- **Problem description**: Images are excluded; otherwise, output every record exactly.

- **Data supplied**:
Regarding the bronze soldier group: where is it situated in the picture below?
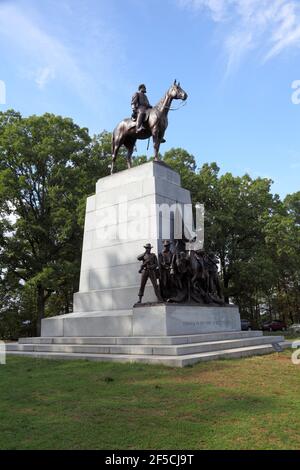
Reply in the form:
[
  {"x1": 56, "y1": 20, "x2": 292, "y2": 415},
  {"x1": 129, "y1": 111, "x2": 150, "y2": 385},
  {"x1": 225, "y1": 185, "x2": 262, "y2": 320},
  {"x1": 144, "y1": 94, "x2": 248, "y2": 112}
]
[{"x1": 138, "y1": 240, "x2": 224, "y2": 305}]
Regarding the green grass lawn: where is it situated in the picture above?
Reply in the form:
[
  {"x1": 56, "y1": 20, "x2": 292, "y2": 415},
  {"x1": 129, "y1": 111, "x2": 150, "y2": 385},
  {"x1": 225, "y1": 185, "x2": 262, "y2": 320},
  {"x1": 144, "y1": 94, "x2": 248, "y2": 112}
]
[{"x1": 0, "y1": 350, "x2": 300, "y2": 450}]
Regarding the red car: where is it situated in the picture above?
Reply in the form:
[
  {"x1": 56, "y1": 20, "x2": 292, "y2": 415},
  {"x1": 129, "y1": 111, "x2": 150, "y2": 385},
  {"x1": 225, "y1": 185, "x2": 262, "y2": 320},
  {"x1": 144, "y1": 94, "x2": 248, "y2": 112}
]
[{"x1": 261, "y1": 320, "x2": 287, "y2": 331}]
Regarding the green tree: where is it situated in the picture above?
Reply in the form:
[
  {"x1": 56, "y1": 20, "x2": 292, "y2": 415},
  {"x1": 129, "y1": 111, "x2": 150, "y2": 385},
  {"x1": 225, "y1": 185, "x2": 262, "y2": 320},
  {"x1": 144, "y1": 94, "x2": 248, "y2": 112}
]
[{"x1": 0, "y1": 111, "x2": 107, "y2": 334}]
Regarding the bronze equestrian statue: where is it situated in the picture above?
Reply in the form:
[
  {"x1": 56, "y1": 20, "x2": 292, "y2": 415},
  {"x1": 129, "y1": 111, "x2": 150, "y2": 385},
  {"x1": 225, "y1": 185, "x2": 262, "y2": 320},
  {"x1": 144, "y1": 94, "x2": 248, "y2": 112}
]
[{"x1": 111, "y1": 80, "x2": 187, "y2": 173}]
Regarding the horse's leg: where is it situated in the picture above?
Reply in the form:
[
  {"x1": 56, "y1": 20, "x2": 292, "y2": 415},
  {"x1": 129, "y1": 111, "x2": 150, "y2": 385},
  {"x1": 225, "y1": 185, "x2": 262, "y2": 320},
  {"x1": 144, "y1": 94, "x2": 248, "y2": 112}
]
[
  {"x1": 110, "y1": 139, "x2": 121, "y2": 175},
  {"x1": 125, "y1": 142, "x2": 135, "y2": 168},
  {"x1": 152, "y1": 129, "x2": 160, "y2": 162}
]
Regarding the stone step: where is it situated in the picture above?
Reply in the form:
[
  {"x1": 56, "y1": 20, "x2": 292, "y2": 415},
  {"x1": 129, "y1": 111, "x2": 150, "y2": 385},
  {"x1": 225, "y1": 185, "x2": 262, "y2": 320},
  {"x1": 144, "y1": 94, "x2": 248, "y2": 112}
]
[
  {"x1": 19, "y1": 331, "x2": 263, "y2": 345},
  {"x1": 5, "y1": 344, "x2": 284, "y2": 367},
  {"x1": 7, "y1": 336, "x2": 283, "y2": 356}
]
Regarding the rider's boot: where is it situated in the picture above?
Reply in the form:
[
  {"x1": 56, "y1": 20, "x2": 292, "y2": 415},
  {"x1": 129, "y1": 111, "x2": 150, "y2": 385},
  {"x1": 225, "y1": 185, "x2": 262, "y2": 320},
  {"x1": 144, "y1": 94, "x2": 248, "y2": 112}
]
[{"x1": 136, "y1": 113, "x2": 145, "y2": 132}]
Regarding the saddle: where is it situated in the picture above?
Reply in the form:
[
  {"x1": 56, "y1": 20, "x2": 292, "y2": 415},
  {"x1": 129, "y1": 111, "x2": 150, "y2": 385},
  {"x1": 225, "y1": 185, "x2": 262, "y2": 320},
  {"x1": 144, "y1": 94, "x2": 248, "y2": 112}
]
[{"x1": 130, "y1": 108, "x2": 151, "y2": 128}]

- **Result for this task**:
Regarding the bronze soldier group: where is it situated in the picture below?
Reply in the form:
[
  {"x1": 56, "y1": 20, "x2": 292, "y2": 415},
  {"x1": 129, "y1": 111, "x2": 150, "y2": 385},
  {"x1": 225, "y1": 185, "x2": 262, "y2": 320},
  {"x1": 144, "y1": 94, "x2": 248, "y2": 112}
]
[{"x1": 138, "y1": 240, "x2": 224, "y2": 305}]
Regarding the green grass lawn: where is it situated in the picture above?
Reply in the form:
[
  {"x1": 56, "y1": 20, "x2": 292, "y2": 415},
  {"x1": 129, "y1": 111, "x2": 150, "y2": 385},
  {"x1": 225, "y1": 185, "x2": 262, "y2": 320},
  {"x1": 144, "y1": 94, "x2": 248, "y2": 112}
]
[{"x1": 0, "y1": 350, "x2": 300, "y2": 450}]
Regarding the red car: where is it situated in the picture above?
Reply in the form:
[
  {"x1": 56, "y1": 20, "x2": 292, "y2": 415},
  {"x1": 129, "y1": 111, "x2": 150, "y2": 385},
  {"x1": 225, "y1": 185, "x2": 262, "y2": 320},
  {"x1": 144, "y1": 94, "x2": 248, "y2": 112}
]
[{"x1": 261, "y1": 320, "x2": 287, "y2": 331}]
Regarding the green tree: where is it situated in the picture above?
Reply in the form:
[
  {"x1": 56, "y1": 20, "x2": 292, "y2": 415},
  {"x1": 129, "y1": 111, "x2": 150, "y2": 385},
  {"x1": 225, "y1": 185, "x2": 262, "y2": 320},
  {"x1": 144, "y1": 94, "x2": 248, "y2": 112}
]
[{"x1": 0, "y1": 111, "x2": 107, "y2": 334}]
Regarding the bronze equestrian statue: where is it situated in the picture above?
Reply in the form:
[
  {"x1": 56, "y1": 20, "x2": 292, "y2": 415},
  {"x1": 129, "y1": 111, "x2": 150, "y2": 385},
  {"x1": 225, "y1": 185, "x2": 262, "y2": 320},
  {"x1": 144, "y1": 94, "x2": 248, "y2": 112}
]
[{"x1": 111, "y1": 80, "x2": 187, "y2": 173}]
Regarding the horse's leg: where is it situated in the picture above?
Reply in the form:
[
  {"x1": 56, "y1": 20, "x2": 292, "y2": 415},
  {"x1": 129, "y1": 111, "x2": 150, "y2": 385},
  {"x1": 225, "y1": 185, "x2": 262, "y2": 320},
  {"x1": 144, "y1": 94, "x2": 248, "y2": 112}
]
[
  {"x1": 110, "y1": 139, "x2": 121, "y2": 175},
  {"x1": 125, "y1": 142, "x2": 135, "y2": 168},
  {"x1": 152, "y1": 129, "x2": 160, "y2": 162}
]
Regarding the stone step: where is it situated in the picture above?
Reply in the form:
[
  {"x1": 56, "y1": 20, "x2": 292, "y2": 415},
  {"x1": 129, "y1": 111, "x2": 150, "y2": 385},
  {"x1": 225, "y1": 185, "x2": 262, "y2": 320},
  {"x1": 144, "y1": 94, "x2": 248, "y2": 112}
]
[
  {"x1": 19, "y1": 331, "x2": 263, "y2": 345},
  {"x1": 5, "y1": 344, "x2": 284, "y2": 367},
  {"x1": 7, "y1": 336, "x2": 283, "y2": 356}
]
Regarding the rider's boot: where is it situated in the picture above?
Reply in the form:
[
  {"x1": 56, "y1": 20, "x2": 292, "y2": 415},
  {"x1": 129, "y1": 111, "x2": 150, "y2": 385},
  {"x1": 225, "y1": 185, "x2": 262, "y2": 320},
  {"x1": 144, "y1": 94, "x2": 248, "y2": 112}
]
[{"x1": 136, "y1": 113, "x2": 145, "y2": 132}]
Regarding the saddle: where is it situated in the picture above?
Reply in the form:
[
  {"x1": 56, "y1": 20, "x2": 292, "y2": 415},
  {"x1": 129, "y1": 111, "x2": 150, "y2": 385},
  {"x1": 225, "y1": 185, "x2": 262, "y2": 320},
  {"x1": 144, "y1": 94, "x2": 248, "y2": 112}
]
[{"x1": 130, "y1": 108, "x2": 151, "y2": 128}]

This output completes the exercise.